**Consigne:** Résume en deux phrases le passage choisi ci-dessous.

**Passage choisi:**
----------
Il existe en France une vaste coalition de Poutinophiles français. Ces membres ont des convictions parfois opposées. Certains sont ainsi très à gauche ou d’autres à l’extrême droite. On y trouve des gens de tous milieux : des hommes d’affaires, un évêque, un quarteron de généraux et beaucoup de militants de différents partis… Mais tous trouvent un attrait à la figure du président russe pour des raisons qui leur sont propres, et qui parfois s’opposent.
Le journaliste Nicolas Hénin a rencontré quelques-uns d’entre eux et dresse un portrait de cette France poutinienne. En chemin, il nous raconte quelques histoires plutôt savoureuses et significatives. Ainsi, il nous révèle comment, l’ancien premier ministre François Fillon avait forcé la main à l’administration française pour faire accepter l’installation, dans le 8e arrondissement de Paris, d’une statue célébrant l’armée russe.
Ce monument devait marquer le bicentenaire de l’entrée de l’armée du tsar dans Paris en 1814, avec les troupes coalisées contre Napoléon. La statue devait figurer un soldat russe tenant son cheval par la bride, avec à ses pieds un amoncellement de munitions et une mitrailleuse. Elle devait être érigée cours La reine, face au Grand Palais, soit le plein cœur de Paris. L’idée avait été inspirée par l’ambassade de Russie.
Apparemment, l’idée de rendre ainsi hommage à une armée d’occupation n’avait pas dérangé. C’est le maire de l’époque, Bertrand Delanoë, qui a eu une attaque en découvrant la chose et catégoriquement bloqué ce projet farfelu.
Nicolas Hénin révèle aussi le contenu d’une note interministérielle confidentielle sur l’activité des services de renseignement russe en France. Elle estime que la moitié des diplomates russes à Paris sont membres des services secrets, soit une bonne centaine de personnes.
Elle situe en 2008 l’année du début d’une offensive des services russes en France. Selon cette note, leur but est d’y créer un lobby, de diviser les opinions publiques, mais aussi les pays européens entre eux. Ce travail a porté ses fruits. Mais n’a pas empêché le président François Hollande de bloquer la vente des navires «Mistral», si ardemment voulus par la Russie, et finalement livrés à l’Égypte il y a quelques jours…
Le livre apporte aussi un bon décryptage de la stratégie russe sur les réseaux sociaux. Il nous montre comment des sites russes, richement dotés, aidés d’une armée de «trolls de Poutine», tentent de créer la confusion dans l’esprit du public français. Les Russes nomment cela «maskirovka», l’action cachée.
----------
Une suite de lignes
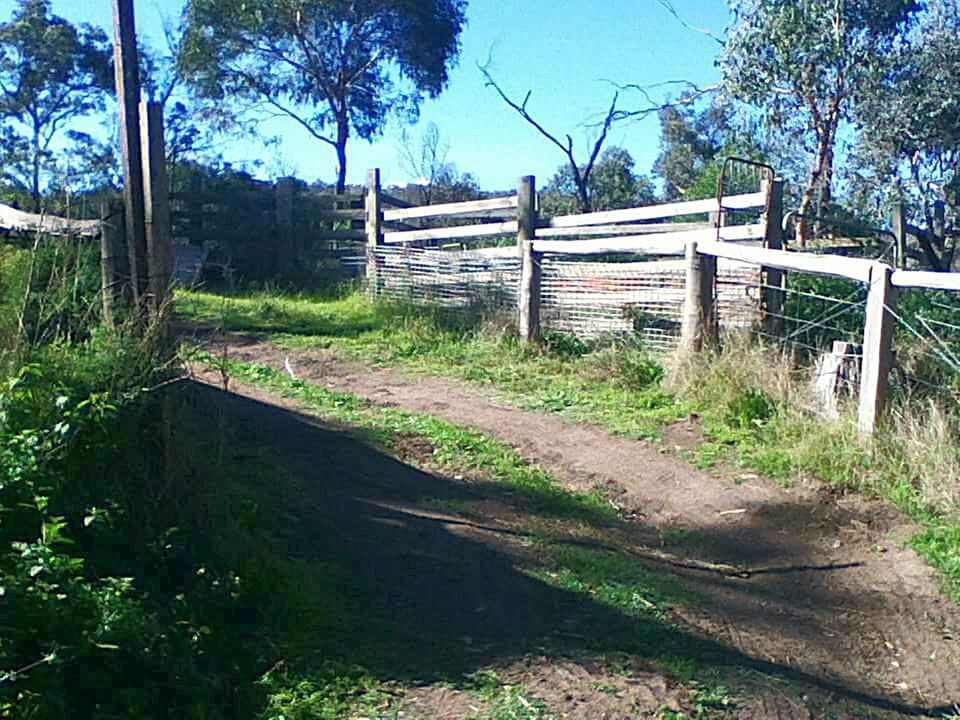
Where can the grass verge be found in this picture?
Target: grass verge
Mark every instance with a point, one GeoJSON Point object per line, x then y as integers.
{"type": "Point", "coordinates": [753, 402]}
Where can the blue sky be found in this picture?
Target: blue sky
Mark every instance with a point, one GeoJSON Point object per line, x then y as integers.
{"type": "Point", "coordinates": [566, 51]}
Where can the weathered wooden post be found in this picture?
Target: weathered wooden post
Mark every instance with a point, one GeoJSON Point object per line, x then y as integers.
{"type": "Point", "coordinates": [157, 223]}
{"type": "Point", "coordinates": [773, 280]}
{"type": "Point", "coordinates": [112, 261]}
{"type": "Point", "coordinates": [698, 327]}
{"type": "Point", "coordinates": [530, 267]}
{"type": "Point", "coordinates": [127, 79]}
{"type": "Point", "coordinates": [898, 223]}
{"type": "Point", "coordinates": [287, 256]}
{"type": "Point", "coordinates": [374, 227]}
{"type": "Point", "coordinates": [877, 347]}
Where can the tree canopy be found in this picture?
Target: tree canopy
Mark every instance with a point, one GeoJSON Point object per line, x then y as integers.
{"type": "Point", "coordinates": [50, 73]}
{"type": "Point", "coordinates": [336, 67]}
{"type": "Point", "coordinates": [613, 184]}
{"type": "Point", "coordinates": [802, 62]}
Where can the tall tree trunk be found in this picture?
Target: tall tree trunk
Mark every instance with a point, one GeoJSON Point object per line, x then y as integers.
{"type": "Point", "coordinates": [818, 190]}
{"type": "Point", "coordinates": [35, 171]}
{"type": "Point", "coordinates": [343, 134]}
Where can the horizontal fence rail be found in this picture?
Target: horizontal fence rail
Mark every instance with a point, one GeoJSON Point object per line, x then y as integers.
----------
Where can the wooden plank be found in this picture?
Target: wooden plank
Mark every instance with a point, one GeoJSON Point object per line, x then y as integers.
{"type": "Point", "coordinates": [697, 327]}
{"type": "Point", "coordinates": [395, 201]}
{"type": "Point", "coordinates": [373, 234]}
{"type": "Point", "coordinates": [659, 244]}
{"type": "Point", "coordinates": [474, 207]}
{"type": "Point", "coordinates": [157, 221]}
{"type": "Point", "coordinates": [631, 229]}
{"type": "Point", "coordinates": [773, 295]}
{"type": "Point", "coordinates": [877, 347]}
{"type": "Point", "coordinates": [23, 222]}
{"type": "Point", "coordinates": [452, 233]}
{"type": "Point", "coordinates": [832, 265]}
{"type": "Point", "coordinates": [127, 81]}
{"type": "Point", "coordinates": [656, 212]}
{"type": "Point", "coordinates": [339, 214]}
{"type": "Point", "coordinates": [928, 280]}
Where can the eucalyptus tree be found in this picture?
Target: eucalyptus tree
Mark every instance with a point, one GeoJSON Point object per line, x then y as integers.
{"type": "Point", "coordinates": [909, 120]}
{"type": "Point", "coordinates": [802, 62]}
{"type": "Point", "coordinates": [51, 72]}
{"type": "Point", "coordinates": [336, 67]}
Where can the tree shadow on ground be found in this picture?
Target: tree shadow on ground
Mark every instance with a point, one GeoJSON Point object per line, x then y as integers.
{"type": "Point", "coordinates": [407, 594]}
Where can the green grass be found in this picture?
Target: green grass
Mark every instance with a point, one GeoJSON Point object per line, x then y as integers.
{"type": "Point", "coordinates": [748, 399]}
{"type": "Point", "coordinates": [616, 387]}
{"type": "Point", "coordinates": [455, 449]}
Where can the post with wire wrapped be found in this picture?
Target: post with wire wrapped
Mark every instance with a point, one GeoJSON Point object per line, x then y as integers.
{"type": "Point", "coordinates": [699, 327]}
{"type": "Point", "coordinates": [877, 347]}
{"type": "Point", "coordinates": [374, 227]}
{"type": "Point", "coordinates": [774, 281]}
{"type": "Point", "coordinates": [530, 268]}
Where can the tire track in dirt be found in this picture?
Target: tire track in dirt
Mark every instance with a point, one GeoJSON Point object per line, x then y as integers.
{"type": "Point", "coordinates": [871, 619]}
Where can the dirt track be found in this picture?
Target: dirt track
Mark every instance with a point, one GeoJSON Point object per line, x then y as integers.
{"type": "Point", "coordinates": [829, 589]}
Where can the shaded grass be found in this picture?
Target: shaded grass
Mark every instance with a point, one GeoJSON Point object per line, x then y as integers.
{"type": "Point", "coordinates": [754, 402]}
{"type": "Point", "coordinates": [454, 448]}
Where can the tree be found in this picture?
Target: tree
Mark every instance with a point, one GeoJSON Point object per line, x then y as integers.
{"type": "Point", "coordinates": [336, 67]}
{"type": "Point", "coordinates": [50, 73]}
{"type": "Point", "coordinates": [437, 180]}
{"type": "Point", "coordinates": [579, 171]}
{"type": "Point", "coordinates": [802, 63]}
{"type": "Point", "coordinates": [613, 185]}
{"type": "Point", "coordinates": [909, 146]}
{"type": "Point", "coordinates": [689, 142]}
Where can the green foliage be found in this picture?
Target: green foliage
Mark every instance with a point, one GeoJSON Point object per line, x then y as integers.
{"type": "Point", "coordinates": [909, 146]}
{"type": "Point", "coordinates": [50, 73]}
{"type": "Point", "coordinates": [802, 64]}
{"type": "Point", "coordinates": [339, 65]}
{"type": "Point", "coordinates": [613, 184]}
----------
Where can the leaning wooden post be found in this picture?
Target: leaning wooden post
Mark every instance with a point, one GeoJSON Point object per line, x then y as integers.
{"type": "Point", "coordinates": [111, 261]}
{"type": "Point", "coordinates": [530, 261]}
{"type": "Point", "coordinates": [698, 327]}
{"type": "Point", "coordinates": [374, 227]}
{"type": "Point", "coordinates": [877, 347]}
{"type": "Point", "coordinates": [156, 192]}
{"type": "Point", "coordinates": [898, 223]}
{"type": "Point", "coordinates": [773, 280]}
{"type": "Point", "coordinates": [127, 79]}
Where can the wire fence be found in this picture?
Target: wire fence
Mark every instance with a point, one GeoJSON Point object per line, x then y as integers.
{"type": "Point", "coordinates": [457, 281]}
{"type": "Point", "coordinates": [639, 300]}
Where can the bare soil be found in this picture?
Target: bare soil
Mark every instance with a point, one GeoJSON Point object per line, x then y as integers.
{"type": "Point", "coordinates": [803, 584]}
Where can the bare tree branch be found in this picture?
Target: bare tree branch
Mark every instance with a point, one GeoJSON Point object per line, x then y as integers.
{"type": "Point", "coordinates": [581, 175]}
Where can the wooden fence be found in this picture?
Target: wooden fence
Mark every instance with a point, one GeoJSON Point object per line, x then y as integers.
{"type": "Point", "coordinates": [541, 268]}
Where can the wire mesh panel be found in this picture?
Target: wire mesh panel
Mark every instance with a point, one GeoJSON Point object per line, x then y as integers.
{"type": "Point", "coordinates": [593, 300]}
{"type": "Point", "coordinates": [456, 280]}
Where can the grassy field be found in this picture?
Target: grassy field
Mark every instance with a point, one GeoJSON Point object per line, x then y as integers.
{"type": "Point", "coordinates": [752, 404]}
----------
**Réponse ci-dessous:** Le journaliste Nicolas Hénin dresse le portrait d'une vaste coalition de Poutinophiles français, venus de tous milieux et aux convictions parfois opposées, et raconte notamment comment François Fillon avait forcé la main à l'administration pour installer à Paris une statue célébrant l'armée russe, projet bloqué par le maire Bertrand Delanoë. Il révèle aussi une note confidentielle selon laquelle la moitié des diplomates russes à Paris appartiennent aux services secrets, qui mènent depuis 2008 une offensive pour créer un lobby et diviser les opinions et les pays européens, et il décrit la stratégie russe sur les réseaux sociaux, appelée « maskirovka ».